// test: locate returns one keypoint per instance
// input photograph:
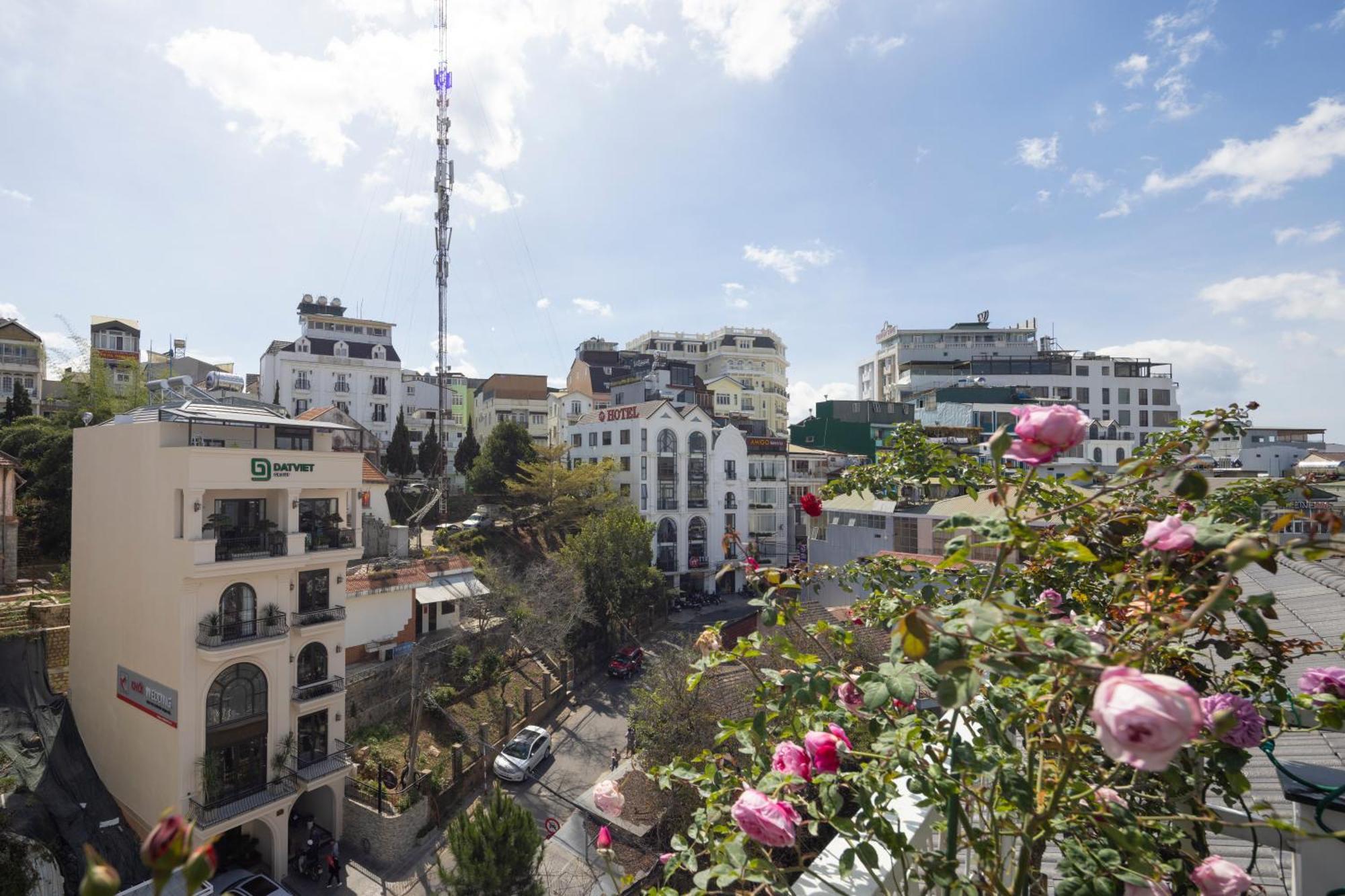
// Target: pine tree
(497, 849)
(401, 460)
(467, 451)
(430, 454)
(21, 405)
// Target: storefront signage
(613, 415)
(147, 696)
(266, 470)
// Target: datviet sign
(147, 696)
(267, 470)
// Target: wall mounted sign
(147, 696)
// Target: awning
(455, 585)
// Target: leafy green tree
(497, 850)
(508, 447)
(467, 451)
(614, 557)
(401, 459)
(430, 452)
(563, 497)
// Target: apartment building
(337, 361)
(209, 545)
(685, 475)
(22, 361)
(523, 399)
(754, 358)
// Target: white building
(685, 475)
(206, 670)
(337, 361)
(754, 357)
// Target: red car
(625, 663)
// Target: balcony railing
(236, 803)
(235, 633)
(251, 545)
(315, 616)
(299, 693)
(330, 540)
(314, 767)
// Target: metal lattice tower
(443, 237)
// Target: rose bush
(1042, 690)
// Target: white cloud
(875, 44)
(1039, 153)
(1210, 374)
(592, 307)
(804, 396)
(789, 264)
(1121, 209)
(1292, 296)
(1321, 233)
(755, 38)
(381, 73)
(1132, 71)
(1087, 182)
(455, 350)
(1265, 169)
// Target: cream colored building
(754, 357)
(209, 549)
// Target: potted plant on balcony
(215, 637)
(272, 619)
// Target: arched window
(239, 693)
(313, 663)
(239, 611)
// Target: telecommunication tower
(443, 237)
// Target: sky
(1159, 179)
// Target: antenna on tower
(443, 237)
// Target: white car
(523, 755)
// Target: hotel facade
(209, 546)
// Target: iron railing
(232, 805)
(330, 540)
(251, 546)
(314, 616)
(235, 633)
(314, 767)
(318, 689)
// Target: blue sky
(1163, 178)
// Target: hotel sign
(266, 470)
(147, 696)
(613, 415)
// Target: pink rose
(609, 799)
(1110, 795)
(1151, 888)
(1249, 728)
(1169, 534)
(792, 759)
(1217, 876)
(851, 697)
(1044, 431)
(1144, 720)
(765, 819)
(1328, 680)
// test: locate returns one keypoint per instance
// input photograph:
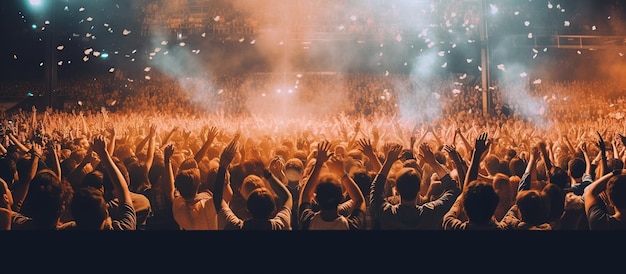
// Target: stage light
(35, 3)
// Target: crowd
(348, 151)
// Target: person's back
(479, 201)
(598, 215)
(408, 214)
(193, 210)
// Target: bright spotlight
(35, 3)
(494, 8)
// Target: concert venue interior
(542, 79)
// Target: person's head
(328, 192)
(492, 164)
(261, 203)
(89, 209)
(45, 199)
(616, 191)
(408, 183)
(576, 168)
(533, 206)
(187, 181)
(559, 176)
(480, 201)
(250, 183)
(556, 198)
(294, 169)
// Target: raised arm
(112, 141)
(280, 189)
(591, 195)
(20, 189)
(306, 194)
(120, 186)
(213, 132)
(460, 165)
(227, 156)
(167, 138)
(480, 147)
(603, 167)
(167, 180)
(151, 146)
(366, 147)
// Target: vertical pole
(51, 70)
(484, 58)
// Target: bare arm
(207, 144)
(120, 186)
(227, 156)
(306, 194)
(366, 147)
(21, 189)
(167, 180)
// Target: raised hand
(394, 152)
(212, 134)
(481, 145)
(323, 154)
(168, 151)
(365, 146)
(152, 130)
(228, 154)
(99, 146)
(622, 138)
(601, 143)
(427, 153)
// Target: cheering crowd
(160, 162)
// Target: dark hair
(616, 190)
(408, 183)
(88, 208)
(187, 182)
(533, 206)
(328, 192)
(480, 201)
(44, 201)
(8, 168)
(559, 176)
(556, 198)
(261, 204)
(517, 167)
(576, 167)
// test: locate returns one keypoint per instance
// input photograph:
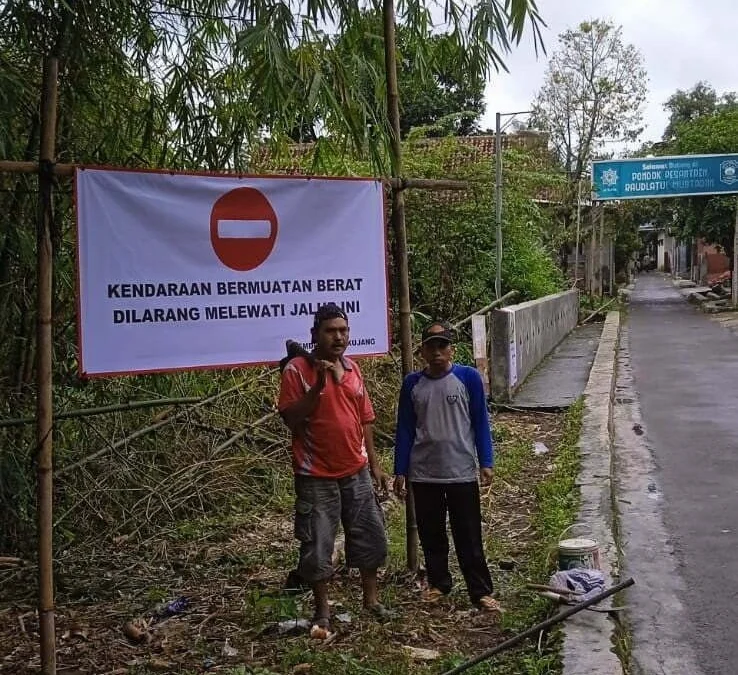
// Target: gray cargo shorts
(324, 502)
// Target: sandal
(488, 604)
(432, 595)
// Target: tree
(593, 93)
(180, 84)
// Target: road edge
(589, 636)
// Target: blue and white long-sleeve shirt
(443, 431)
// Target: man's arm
(405, 430)
(379, 476)
(480, 419)
(296, 414)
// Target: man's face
(438, 352)
(331, 337)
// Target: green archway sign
(659, 177)
(675, 176)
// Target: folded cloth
(585, 582)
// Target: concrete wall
(522, 335)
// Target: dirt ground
(233, 578)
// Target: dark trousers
(461, 501)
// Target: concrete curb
(588, 636)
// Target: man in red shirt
(323, 401)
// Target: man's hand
(322, 367)
(381, 479)
(399, 487)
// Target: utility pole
(734, 273)
(498, 196)
(579, 223)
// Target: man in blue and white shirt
(443, 445)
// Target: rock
(696, 297)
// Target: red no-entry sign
(243, 228)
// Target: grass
(233, 567)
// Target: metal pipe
(544, 625)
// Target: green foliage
(700, 101)
(452, 240)
(711, 127)
(594, 91)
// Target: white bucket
(579, 553)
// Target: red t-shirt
(332, 443)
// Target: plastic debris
(540, 448)
(585, 583)
(293, 626)
(320, 633)
(420, 654)
(228, 650)
(173, 607)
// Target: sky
(682, 42)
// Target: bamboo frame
(401, 257)
(396, 182)
(121, 407)
(44, 373)
(142, 432)
(47, 169)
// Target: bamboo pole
(396, 182)
(602, 251)
(120, 407)
(544, 625)
(484, 310)
(144, 431)
(44, 351)
(401, 260)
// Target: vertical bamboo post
(734, 273)
(44, 393)
(601, 284)
(593, 250)
(400, 232)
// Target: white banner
(181, 271)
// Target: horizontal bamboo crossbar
(121, 407)
(66, 170)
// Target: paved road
(685, 373)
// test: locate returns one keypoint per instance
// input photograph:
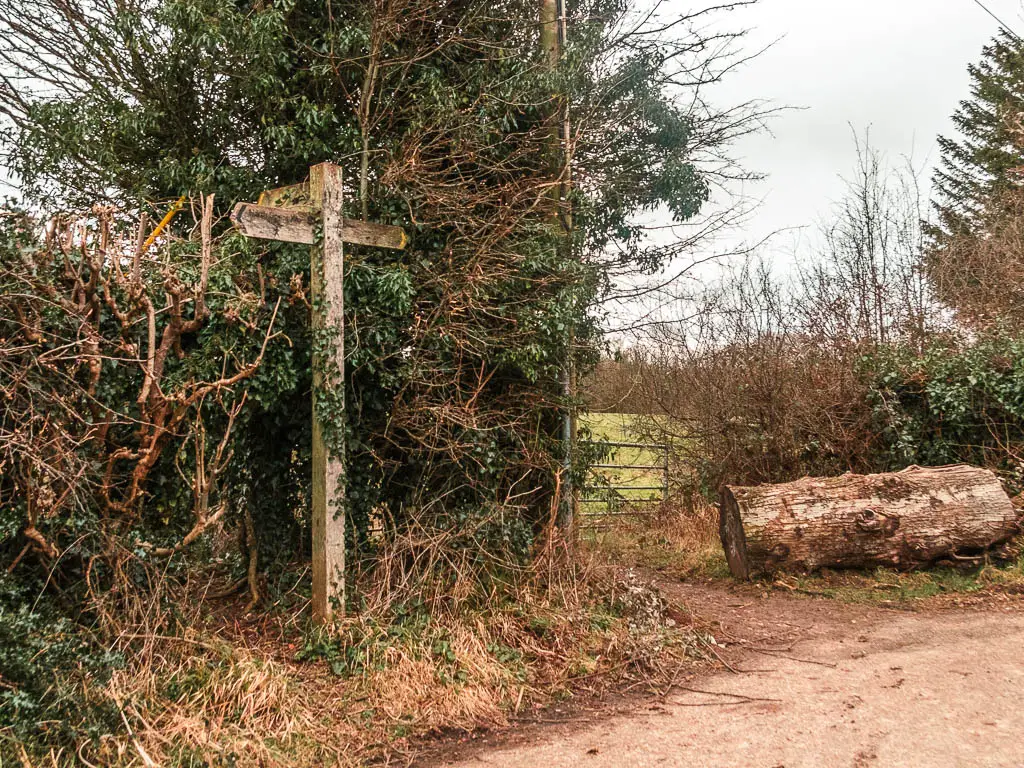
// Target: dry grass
(207, 689)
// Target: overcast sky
(896, 66)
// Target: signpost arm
(329, 394)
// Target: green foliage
(977, 166)
(51, 673)
(951, 403)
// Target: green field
(617, 428)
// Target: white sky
(898, 67)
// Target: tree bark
(899, 519)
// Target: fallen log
(899, 519)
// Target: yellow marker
(164, 222)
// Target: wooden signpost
(293, 214)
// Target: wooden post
(311, 213)
(329, 396)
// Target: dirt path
(818, 683)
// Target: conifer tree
(978, 165)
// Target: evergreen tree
(977, 166)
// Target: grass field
(619, 428)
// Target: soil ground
(810, 682)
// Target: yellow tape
(164, 222)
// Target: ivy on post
(329, 394)
(311, 213)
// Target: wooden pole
(551, 18)
(329, 396)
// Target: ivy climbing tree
(441, 113)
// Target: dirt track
(822, 684)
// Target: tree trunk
(901, 519)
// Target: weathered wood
(299, 225)
(268, 222)
(329, 376)
(293, 196)
(899, 519)
(293, 214)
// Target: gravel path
(818, 684)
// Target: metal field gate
(633, 481)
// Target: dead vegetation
(200, 687)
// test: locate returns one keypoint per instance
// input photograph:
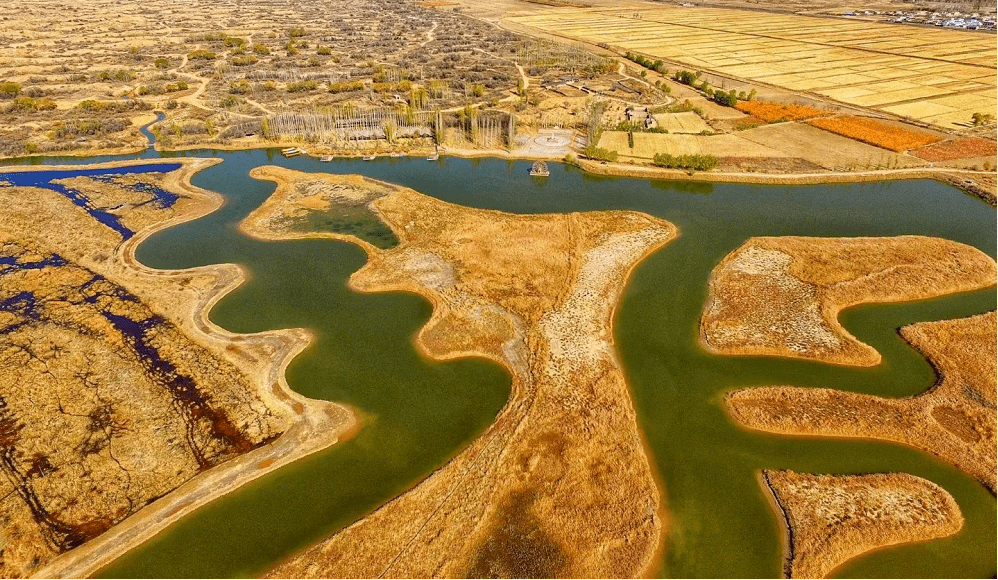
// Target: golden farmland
(936, 76)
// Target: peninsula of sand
(781, 297)
(559, 485)
(123, 408)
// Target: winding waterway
(417, 413)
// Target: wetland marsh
(418, 413)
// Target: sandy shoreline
(828, 520)
(949, 176)
(808, 281)
(464, 507)
(317, 425)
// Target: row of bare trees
(349, 127)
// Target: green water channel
(418, 413)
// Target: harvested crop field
(830, 519)
(955, 420)
(686, 122)
(826, 149)
(647, 145)
(771, 111)
(560, 478)
(957, 149)
(781, 296)
(934, 75)
(876, 133)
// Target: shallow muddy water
(417, 413)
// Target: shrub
(599, 153)
(685, 77)
(302, 86)
(201, 55)
(30, 104)
(240, 87)
(345, 87)
(698, 162)
(728, 99)
(9, 90)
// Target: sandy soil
(829, 519)
(559, 485)
(781, 296)
(954, 420)
(124, 407)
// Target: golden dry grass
(833, 518)
(772, 111)
(100, 430)
(958, 149)
(876, 133)
(781, 296)
(559, 485)
(868, 64)
(955, 420)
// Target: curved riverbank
(678, 389)
(314, 424)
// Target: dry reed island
(559, 485)
(781, 297)
(829, 519)
(617, 86)
(122, 408)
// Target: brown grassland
(780, 296)
(954, 420)
(829, 519)
(875, 133)
(117, 391)
(958, 149)
(771, 111)
(559, 485)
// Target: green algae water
(418, 413)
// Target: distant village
(949, 19)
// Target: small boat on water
(539, 169)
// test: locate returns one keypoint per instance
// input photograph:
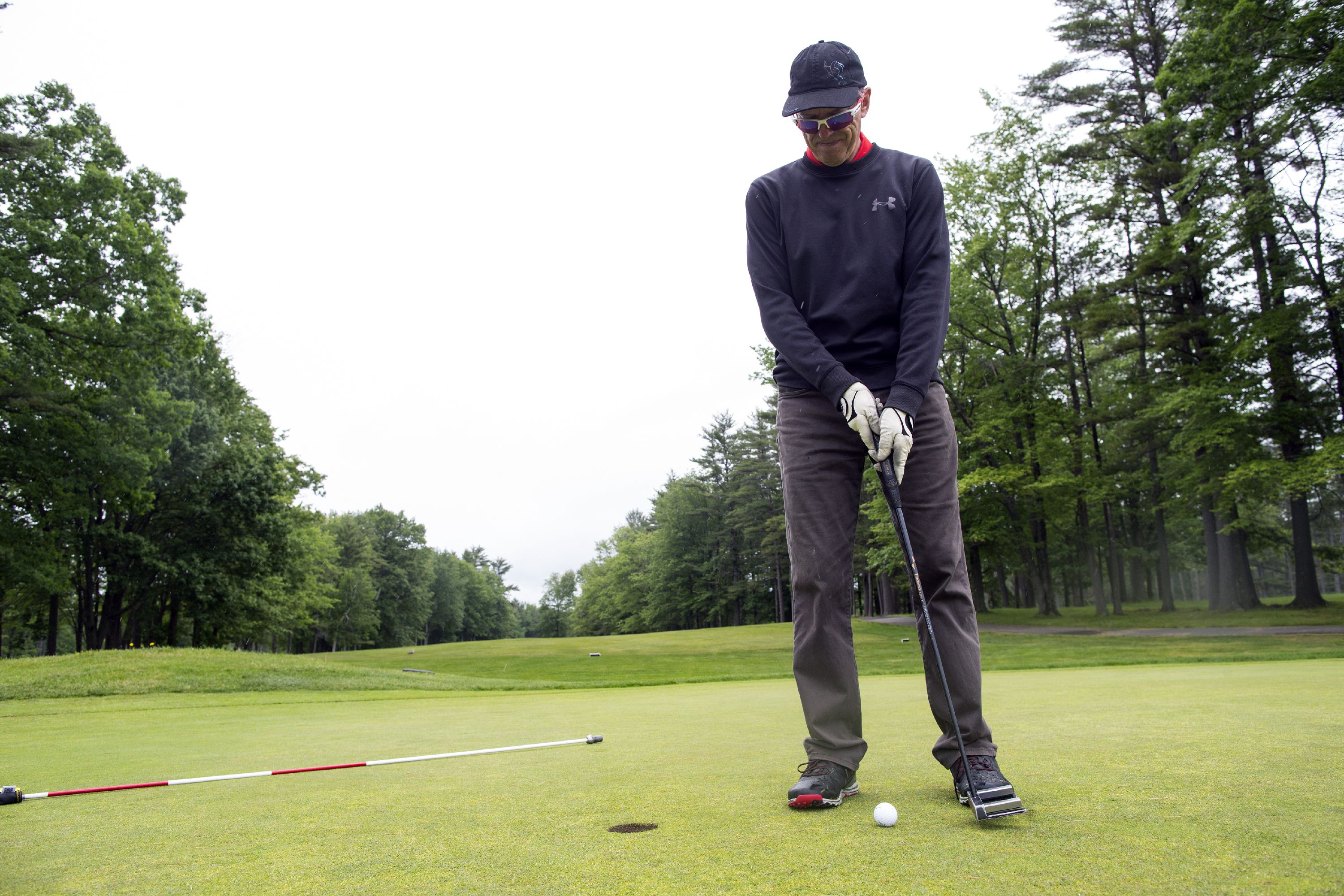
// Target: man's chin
(831, 156)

• • • •

● Short task: Copy out every line of the records from the one containing "Target: curved riverbank" through the last line of the records, both ends included, and leave out the pictures.

● Answer to this exercise:
// Target: curved riverbank
(678, 389)
(314, 424)
// Target: dry reed island
(559, 485)
(781, 297)
(829, 519)
(617, 86)
(122, 408)
// Target: brown grassland
(780, 296)
(954, 420)
(829, 519)
(875, 133)
(117, 391)
(958, 149)
(771, 111)
(559, 485)
// Target: green algae water
(418, 413)
// Target: distant village
(949, 19)
// Target: small boat on water
(539, 169)
// test: locate returns one keypoint per instance
// input photograph:
// Target: man's chin
(831, 156)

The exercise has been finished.